§ **EXERCISE**:
Repeat the material below word for word, from its first line through its last.
# START OF RECORD EXCERPTS
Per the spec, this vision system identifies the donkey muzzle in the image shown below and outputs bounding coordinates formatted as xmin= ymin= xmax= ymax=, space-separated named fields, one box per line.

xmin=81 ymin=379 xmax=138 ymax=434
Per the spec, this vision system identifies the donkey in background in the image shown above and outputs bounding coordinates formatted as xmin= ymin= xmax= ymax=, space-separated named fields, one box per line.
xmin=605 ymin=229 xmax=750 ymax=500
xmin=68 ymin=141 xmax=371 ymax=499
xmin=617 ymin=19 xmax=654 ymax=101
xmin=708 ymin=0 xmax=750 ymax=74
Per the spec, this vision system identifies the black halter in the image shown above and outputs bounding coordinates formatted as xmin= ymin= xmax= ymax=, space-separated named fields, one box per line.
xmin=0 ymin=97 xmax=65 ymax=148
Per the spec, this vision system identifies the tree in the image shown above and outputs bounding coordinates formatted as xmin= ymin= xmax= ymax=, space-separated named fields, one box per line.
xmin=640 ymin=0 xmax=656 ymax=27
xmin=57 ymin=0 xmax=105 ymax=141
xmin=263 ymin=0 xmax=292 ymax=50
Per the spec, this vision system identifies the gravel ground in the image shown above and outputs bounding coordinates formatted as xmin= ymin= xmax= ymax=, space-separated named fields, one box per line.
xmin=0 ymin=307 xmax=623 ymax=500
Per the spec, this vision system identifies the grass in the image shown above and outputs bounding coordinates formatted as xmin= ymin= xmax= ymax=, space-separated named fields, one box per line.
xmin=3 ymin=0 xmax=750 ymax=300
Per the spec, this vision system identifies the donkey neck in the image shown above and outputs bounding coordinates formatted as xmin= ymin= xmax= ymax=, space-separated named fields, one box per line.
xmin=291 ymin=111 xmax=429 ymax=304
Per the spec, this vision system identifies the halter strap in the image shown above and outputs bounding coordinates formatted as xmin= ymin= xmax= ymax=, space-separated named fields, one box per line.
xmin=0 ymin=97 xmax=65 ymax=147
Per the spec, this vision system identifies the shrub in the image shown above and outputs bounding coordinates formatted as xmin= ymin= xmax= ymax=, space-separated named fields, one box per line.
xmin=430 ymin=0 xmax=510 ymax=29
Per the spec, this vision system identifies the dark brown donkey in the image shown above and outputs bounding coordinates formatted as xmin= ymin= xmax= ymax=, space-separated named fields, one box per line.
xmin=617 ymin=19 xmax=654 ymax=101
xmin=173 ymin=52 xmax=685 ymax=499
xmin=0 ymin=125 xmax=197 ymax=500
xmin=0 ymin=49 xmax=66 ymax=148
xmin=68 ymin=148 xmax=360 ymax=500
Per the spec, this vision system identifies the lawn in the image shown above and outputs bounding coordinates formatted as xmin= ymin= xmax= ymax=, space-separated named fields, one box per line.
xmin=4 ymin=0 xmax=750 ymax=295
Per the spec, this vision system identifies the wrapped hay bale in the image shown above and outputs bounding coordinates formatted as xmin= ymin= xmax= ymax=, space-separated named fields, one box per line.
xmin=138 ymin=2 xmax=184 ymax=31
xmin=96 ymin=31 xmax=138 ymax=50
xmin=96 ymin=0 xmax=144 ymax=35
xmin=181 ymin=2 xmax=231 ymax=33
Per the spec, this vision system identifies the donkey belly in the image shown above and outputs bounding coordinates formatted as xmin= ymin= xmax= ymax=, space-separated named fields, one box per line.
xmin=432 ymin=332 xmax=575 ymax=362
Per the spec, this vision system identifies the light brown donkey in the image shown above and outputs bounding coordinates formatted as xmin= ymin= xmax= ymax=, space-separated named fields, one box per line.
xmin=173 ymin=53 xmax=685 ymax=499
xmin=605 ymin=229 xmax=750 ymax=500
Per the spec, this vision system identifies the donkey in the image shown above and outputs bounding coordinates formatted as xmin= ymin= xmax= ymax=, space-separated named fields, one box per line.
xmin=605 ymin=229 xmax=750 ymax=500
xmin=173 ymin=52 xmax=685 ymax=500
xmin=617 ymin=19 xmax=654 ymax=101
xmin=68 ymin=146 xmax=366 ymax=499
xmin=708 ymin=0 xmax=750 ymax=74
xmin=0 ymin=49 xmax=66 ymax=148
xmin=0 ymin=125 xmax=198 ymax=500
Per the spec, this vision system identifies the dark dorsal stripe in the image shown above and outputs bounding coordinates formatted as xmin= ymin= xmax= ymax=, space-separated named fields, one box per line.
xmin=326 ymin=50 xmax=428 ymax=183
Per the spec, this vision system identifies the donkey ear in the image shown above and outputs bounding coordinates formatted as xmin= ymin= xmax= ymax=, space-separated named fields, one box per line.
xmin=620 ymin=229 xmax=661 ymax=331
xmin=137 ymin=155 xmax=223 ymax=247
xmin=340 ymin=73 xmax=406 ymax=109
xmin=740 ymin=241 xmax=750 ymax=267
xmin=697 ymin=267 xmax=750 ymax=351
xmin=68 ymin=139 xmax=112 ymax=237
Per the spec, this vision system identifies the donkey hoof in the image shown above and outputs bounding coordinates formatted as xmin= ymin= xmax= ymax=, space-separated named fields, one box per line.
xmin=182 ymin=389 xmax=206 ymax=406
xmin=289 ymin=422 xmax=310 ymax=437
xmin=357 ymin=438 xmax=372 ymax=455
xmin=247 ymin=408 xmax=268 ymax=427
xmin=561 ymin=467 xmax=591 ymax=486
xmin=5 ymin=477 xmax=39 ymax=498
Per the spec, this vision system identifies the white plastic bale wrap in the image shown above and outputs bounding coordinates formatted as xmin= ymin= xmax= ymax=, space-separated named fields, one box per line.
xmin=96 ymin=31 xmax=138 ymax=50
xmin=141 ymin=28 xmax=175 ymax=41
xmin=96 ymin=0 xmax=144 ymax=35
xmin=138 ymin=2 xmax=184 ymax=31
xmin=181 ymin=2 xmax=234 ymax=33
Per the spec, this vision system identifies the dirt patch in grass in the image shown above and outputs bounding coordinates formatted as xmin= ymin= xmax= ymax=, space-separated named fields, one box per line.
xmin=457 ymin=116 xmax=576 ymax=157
# END OF RECORD EXCERPTS
§ **SOLUTION TO THE PROBLEM**:
Per the spec, this vision system identifies the donkey muzzle in the image shown below and outputs bounding coordinates formatted as xmin= ymin= xmax= ymax=, space-separated named fields, one box per line.

xmin=81 ymin=379 xmax=138 ymax=434
Per the spec, this vision system identifies the donkey in background in the image shown above and outputs bounding coordinates formatted as xmin= ymin= xmax= ymax=, space-separated named fields, one box per line.
xmin=605 ymin=229 xmax=750 ymax=500
xmin=68 ymin=141 xmax=371 ymax=499
xmin=617 ymin=19 xmax=654 ymax=101
xmin=708 ymin=0 xmax=750 ymax=74
Per the spec, this vision system identifies the black halter in the image shown above and outputs bounding coordinates formatted as xmin= ymin= xmax= ymax=, space-separated named fields, one box per line.
xmin=0 ymin=97 xmax=65 ymax=148
Per the spec, this vision system identifies the tree in the image shown above and outputs bounding coordinates formatted as xmin= ymin= xmax= ymax=, space-separated named fields, one box per line.
xmin=640 ymin=0 xmax=656 ymax=27
xmin=57 ymin=0 xmax=105 ymax=141
xmin=263 ymin=0 xmax=292 ymax=50
Per the spec, this vision system identifies the gravel ground in the image shown above and outputs bounding coordinates formatted as xmin= ymin= xmax= ymax=, space-separated named fields, one box per line.
xmin=0 ymin=307 xmax=623 ymax=500
Per the spec, this vision system identifies the grass in the image shown above and outputs bounding coordinates formatted as xmin= ymin= xmax= ymax=, space-separated named fields, one box per line.
xmin=3 ymin=0 xmax=750 ymax=300
Per the spec, this vision system identifies the donkey neck in the image shown above and outputs bounding coordinates formatted as xmin= ymin= xmax= ymax=, space-separated named fields, one box per line.
xmin=291 ymin=111 xmax=429 ymax=304
Per the spec, this vision system identifies the halter strap in the image shown above and outputs bounding coordinates formatted as xmin= ymin= xmax= ymax=, space-separated named fields, one box per line.
xmin=0 ymin=97 xmax=65 ymax=147
Per the spec, this vision system identifies the shrub in the image shown above and outputs bounding coordinates formatted as xmin= ymin= xmax= ymax=, space-separated named fields, one box per line.
xmin=430 ymin=0 xmax=510 ymax=29
Per the spec, this vision system identifies the dark brown donkey in the image shown above and outputs bounding coordinates formatted as xmin= ymin= xmax= ymax=, space-separated named fields, one box per line.
xmin=617 ymin=19 xmax=654 ymax=101
xmin=173 ymin=52 xmax=685 ymax=499
xmin=0 ymin=125 xmax=197 ymax=500
xmin=0 ymin=49 xmax=66 ymax=148
xmin=68 ymin=148 xmax=360 ymax=500
Per the spec, this vision system identifies the lawn in the image shown above and outputs bounding coordinates formatted as xmin= ymin= xmax= ymax=, space-separated named fields, one box per line.
xmin=4 ymin=0 xmax=750 ymax=295
Per the spec, this vision system identifies the wrapped hay bale in the image shown above and outputs bounding coordinates formatted as xmin= ymin= xmax= ymax=, space-separated named fields, one box per line.
xmin=138 ymin=2 xmax=184 ymax=31
xmin=96 ymin=31 xmax=138 ymax=50
xmin=96 ymin=0 xmax=144 ymax=35
xmin=181 ymin=2 xmax=231 ymax=33
Per the spec, this vision system identifies the donkey belly in the image shown above and outputs bounding coordinates formatted as xmin= ymin= xmax= ymax=, space-separated named fields, one box per line.
xmin=432 ymin=332 xmax=575 ymax=362
Per the spec, this vision system identifies the light brown donkey in the image shown above and outputs bounding coordinates formatted as xmin= ymin= xmax= ymax=, space-separated named fields, one box per line.
xmin=173 ymin=53 xmax=685 ymax=499
xmin=605 ymin=229 xmax=750 ymax=500
Per the spec, this vision system identifies the donkey in the image shown above and outputs bounding coordinates formatted as xmin= ymin= xmax= ymax=, space-separated named fields, one box per line.
xmin=605 ymin=229 xmax=750 ymax=500
xmin=173 ymin=52 xmax=685 ymax=500
xmin=617 ymin=19 xmax=654 ymax=101
xmin=68 ymin=146 xmax=366 ymax=499
xmin=708 ymin=0 xmax=750 ymax=74
xmin=0 ymin=49 xmax=66 ymax=148
xmin=0 ymin=125 xmax=198 ymax=500
Per the spec, this vision system identifies the dark dorsal stripe in the image shown above and outputs bounding coordinates formatted as xmin= ymin= xmax= ymax=, space-separated named fields, one box per line.
xmin=326 ymin=50 xmax=428 ymax=183
Per the spec, this vision system identifies the donkey ear in the image shown above and outputs bounding coordinates formatted as xmin= ymin= xmax= ymax=, space-separated named fields, one box per line.
xmin=620 ymin=229 xmax=661 ymax=331
xmin=137 ymin=155 xmax=223 ymax=247
xmin=340 ymin=73 xmax=406 ymax=109
xmin=740 ymin=241 xmax=750 ymax=267
xmin=697 ymin=267 xmax=750 ymax=351
xmin=68 ymin=139 xmax=112 ymax=237
Per the spec, this vision system identifies the donkey hoof in the image shown above and outputs bounding coordinates formatted as xmin= ymin= xmax= ymax=, space-separated named fields, one box per line.
xmin=182 ymin=389 xmax=206 ymax=406
xmin=289 ymin=422 xmax=310 ymax=437
xmin=357 ymin=438 xmax=372 ymax=455
xmin=247 ymin=408 xmax=268 ymax=427
xmin=561 ymin=467 xmax=591 ymax=486
xmin=5 ymin=477 xmax=39 ymax=498
Per the spec, this vision system identifies the white plastic bale wrap in the image shown above and outputs bounding coordinates formatted as xmin= ymin= xmax= ymax=, space-separated named fields, one box per line.
xmin=96 ymin=31 xmax=138 ymax=50
xmin=141 ymin=28 xmax=175 ymax=41
xmin=96 ymin=0 xmax=144 ymax=35
xmin=138 ymin=2 xmax=184 ymax=31
xmin=181 ymin=2 xmax=234 ymax=33
Per the spec, this vision system identifies the dirt patch in grass in the image shown above and outputs bounding coordinates formatted as xmin= ymin= xmax= ymax=, space-separated named fields, one box per line.
xmin=457 ymin=116 xmax=576 ymax=157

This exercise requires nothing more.